►

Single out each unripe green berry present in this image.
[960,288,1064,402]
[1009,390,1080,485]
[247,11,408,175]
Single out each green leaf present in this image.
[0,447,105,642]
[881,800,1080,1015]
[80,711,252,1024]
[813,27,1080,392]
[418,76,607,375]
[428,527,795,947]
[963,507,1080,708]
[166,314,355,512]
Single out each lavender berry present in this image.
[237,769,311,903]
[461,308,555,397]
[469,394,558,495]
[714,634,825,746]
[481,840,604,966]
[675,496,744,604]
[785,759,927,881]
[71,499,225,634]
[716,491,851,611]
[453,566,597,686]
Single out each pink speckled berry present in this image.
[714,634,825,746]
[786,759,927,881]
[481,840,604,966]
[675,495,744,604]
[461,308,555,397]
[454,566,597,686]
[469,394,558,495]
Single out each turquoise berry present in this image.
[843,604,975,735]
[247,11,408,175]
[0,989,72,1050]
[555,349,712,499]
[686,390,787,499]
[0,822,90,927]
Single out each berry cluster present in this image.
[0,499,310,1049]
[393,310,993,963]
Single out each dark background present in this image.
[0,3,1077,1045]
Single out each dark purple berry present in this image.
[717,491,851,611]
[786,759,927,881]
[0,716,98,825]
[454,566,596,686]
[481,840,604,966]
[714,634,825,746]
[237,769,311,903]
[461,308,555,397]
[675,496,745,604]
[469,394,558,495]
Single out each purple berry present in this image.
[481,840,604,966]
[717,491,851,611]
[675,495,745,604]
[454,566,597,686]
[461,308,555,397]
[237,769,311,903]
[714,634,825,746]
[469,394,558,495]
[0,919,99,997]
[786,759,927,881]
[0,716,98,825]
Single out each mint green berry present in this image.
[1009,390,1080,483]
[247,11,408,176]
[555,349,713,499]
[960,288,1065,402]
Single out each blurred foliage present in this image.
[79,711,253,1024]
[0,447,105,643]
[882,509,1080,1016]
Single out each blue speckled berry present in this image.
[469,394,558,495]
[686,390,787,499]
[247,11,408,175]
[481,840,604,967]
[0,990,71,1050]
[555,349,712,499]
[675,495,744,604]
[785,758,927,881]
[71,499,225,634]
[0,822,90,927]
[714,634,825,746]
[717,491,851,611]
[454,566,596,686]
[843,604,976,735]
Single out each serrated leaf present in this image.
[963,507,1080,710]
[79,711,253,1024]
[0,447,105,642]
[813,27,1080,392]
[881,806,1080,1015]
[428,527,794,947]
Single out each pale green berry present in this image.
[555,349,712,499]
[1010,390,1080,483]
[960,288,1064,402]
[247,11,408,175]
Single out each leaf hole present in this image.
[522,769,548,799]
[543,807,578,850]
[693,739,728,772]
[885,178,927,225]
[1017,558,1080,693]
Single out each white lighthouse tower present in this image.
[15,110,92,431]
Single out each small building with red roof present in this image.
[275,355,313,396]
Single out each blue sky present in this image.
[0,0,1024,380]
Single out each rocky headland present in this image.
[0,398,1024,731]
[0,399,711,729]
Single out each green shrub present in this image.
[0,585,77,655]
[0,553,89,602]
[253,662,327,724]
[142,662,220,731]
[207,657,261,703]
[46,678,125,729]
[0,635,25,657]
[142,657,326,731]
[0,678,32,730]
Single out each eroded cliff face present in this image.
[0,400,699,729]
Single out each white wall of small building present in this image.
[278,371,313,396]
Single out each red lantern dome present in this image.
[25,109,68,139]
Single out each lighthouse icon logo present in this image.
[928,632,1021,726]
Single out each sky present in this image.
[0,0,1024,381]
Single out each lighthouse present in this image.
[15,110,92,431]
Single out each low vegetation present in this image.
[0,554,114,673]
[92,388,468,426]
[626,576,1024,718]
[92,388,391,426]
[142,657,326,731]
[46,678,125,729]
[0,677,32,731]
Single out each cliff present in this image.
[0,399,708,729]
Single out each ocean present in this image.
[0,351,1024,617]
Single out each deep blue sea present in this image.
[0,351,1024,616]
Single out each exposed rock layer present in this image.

◄

- **AIM**
Copy every item above line for line, leaving every word and number unchanged.

- **SOLUTION TO THIS PROBLEM**
Single out each unripe green berry present in this image.
[960,288,1064,402]
[1009,390,1080,485]
[247,11,408,175]
Single out each green leaf present in this image.
[0,447,105,642]
[881,800,1080,1015]
[80,711,252,1024]
[813,27,1080,392]
[418,76,607,375]
[428,527,795,947]
[963,507,1080,708]
[166,314,355,512]
Single out each lavender berry present in this image.
[237,769,311,903]
[461,308,555,397]
[469,394,558,495]
[714,634,825,746]
[481,840,604,966]
[675,496,744,604]
[785,759,927,881]
[71,499,225,634]
[716,491,851,611]
[453,566,597,686]
Single out each pink speckled berry present in this image.
[714,634,825,746]
[786,759,927,881]
[481,840,604,966]
[675,495,744,604]
[461,308,555,397]
[454,566,597,686]
[469,394,558,495]
Single out each turquoise berry present in this image.
[843,604,975,735]
[247,11,408,175]
[0,989,72,1050]
[555,349,712,499]
[686,390,787,499]
[0,822,90,927]
Single out each berry cluster present in this image.
[0,499,310,1049]
[393,310,993,963]
Single out each dark background present in this image.
[0,3,1077,1045]
Single out each dark purple berry present in this image.
[717,491,851,611]
[786,759,927,881]
[0,716,98,825]
[454,566,596,686]
[481,840,604,966]
[714,634,825,746]
[237,769,311,903]
[461,308,555,397]
[675,496,745,604]
[469,394,558,495]
Single out each purple berry present in this image.
[481,840,604,966]
[717,491,851,611]
[675,495,745,604]
[454,566,597,686]
[461,308,555,397]
[237,769,311,903]
[714,634,825,746]
[469,394,558,495]
[0,919,99,997]
[786,759,927,881]
[0,716,98,825]
Single out each mint green berry present in this image.
[1009,390,1080,483]
[247,11,408,176]
[555,349,713,499]
[960,288,1065,402]
Single out each blurred foliage present in this image.
[79,711,253,1024]
[0,447,105,643]
[882,509,1080,1016]
Single out each blue speckled berry present in this image.
[469,394,558,495]
[686,390,787,499]
[247,11,408,175]
[481,840,604,967]
[0,990,71,1050]
[555,349,712,499]
[675,495,744,604]
[785,758,927,881]
[71,499,225,634]
[0,822,90,927]
[714,634,825,746]
[717,491,851,611]
[454,566,596,686]
[843,604,976,735]
Single out each serrated leaf present in this image.
[963,507,1080,710]
[79,711,253,1024]
[0,447,105,642]
[813,27,1080,392]
[881,806,1080,1015]
[428,527,794,947]
Single out each pale green berry present in this image.
[555,349,712,499]
[1010,390,1080,483]
[960,288,1064,402]
[247,11,408,175]
Single out each leaf hole present in this image.
[522,769,548,799]
[543,807,578,850]
[693,739,728,772]
[885,178,927,225]
[1017,558,1080,693]
Single out each white lighthouse tower present in this image.
[15,110,92,431]
Single out each small building with red roof present in this image.
[275,355,313,396]
Single out each blue sky present in this image.
[0,0,1024,380]
Single out each rocky headland present in this image.
[0,398,1024,731]
[0,399,711,729]
Single out each green shrub present in this image.
[0,585,77,655]
[0,553,89,602]
[253,662,327,724]
[142,662,220,731]
[207,657,261,703]
[46,678,125,729]
[0,635,25,657]
[142,657,326,731]
[0,678,32,730]
Single out each eroded cliff face present in this image.
[0,400,699,729]
Single out each white wall of small building present in this image.
[278,371,313,396]
Single out each red lantern dome present in this image.
[25,109,68,139]
Single out each lighthouse icon logo present in this image.
[928,632,1021,726]
Single out each sky present in this image.
[0,0,1024,381]
Single out each lighthouse present in this image.
[15,110,92,431]
Single out each low vegetation present in this image.
[0,554,114,673]
[92,388,468,426]
[626,576,1024,718]
[92,388,391,426]
[142,657,326,731]
[46,678,125,729]
[0,677,32,731]
Single out each cliff present in this image.
[0,399,708,729]
Single out each ocean present in this image.
[0,351,1024,617]
Single out each deep blue sea present in this image.
[0,351,1024,616]
Single out each exposed rock layer present in this image.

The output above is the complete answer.